INSTRUCTIONS FOR THE TASK
Scan the records and identify every line in which the string "target" occurs, then return those lines.

ENTRIES PROVIDED
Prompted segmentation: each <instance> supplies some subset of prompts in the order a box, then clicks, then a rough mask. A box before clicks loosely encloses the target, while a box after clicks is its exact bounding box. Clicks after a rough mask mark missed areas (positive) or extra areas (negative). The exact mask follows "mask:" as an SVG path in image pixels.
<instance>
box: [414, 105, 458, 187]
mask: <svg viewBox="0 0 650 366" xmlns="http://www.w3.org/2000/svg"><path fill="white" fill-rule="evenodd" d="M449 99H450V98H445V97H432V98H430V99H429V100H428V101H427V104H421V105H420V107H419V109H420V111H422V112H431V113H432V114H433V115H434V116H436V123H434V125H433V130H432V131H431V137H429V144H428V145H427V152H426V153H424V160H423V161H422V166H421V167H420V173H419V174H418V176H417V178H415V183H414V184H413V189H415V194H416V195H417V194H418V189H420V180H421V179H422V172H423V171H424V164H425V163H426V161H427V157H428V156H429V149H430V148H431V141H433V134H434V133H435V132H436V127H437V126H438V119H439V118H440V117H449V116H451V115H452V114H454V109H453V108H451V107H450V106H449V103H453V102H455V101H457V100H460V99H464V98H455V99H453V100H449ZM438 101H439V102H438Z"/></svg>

==

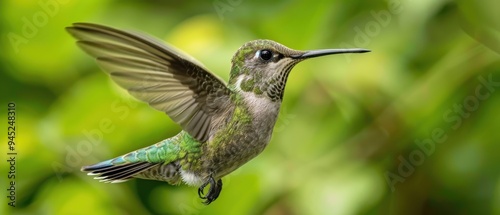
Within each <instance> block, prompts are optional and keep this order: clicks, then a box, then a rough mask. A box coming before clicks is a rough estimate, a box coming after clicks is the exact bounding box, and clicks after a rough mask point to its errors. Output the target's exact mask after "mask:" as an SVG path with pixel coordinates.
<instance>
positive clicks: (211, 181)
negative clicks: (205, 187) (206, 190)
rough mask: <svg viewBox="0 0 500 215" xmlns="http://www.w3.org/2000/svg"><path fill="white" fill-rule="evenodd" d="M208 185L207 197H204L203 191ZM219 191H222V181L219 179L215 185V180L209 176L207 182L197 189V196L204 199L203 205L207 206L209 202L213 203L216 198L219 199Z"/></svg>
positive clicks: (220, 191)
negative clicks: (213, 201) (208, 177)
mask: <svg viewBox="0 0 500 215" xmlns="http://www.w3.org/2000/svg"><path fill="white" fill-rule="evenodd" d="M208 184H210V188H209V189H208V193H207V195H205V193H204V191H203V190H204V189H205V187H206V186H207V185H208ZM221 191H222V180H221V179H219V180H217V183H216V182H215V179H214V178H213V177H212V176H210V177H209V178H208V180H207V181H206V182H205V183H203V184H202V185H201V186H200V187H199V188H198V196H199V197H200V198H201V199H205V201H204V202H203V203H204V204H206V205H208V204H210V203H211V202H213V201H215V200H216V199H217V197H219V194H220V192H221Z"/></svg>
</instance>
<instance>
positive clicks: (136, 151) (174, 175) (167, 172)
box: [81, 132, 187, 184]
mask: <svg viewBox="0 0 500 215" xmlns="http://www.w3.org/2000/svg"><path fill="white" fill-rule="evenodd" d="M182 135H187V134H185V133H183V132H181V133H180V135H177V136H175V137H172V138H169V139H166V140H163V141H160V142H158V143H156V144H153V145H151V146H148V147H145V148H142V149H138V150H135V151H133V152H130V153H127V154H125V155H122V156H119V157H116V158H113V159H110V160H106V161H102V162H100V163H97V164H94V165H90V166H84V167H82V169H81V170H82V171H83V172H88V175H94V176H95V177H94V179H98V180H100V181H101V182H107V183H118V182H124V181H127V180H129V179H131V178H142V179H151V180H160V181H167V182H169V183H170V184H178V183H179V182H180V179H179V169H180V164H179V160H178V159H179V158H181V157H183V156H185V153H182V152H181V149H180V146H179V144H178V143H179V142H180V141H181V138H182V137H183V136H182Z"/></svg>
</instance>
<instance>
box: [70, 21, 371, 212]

SOLVED PROBLEM
Prompted segmentation: each <instance> supplies some subset of prompts in the order a box, then clicks, then a rough mask. A box before clicks loosely encloses the target, while a box after clicks is its exact bounding box. Clicks after a rough mask mark missed areas (positive) or extra areas (negative). The exact mask follows "mask:" as an SVG path in image pixels.
Within each <instance> block, prompts are optional and keep this order: clicks, then a box, then a rough mask. A box coming before clicks is a rough estimate, a box coming after clicks is the exact bounding box, and clicks after a rough mask point to its errors. Output the target's exact mask after "mask:" as an SVG path with pixel coordinates.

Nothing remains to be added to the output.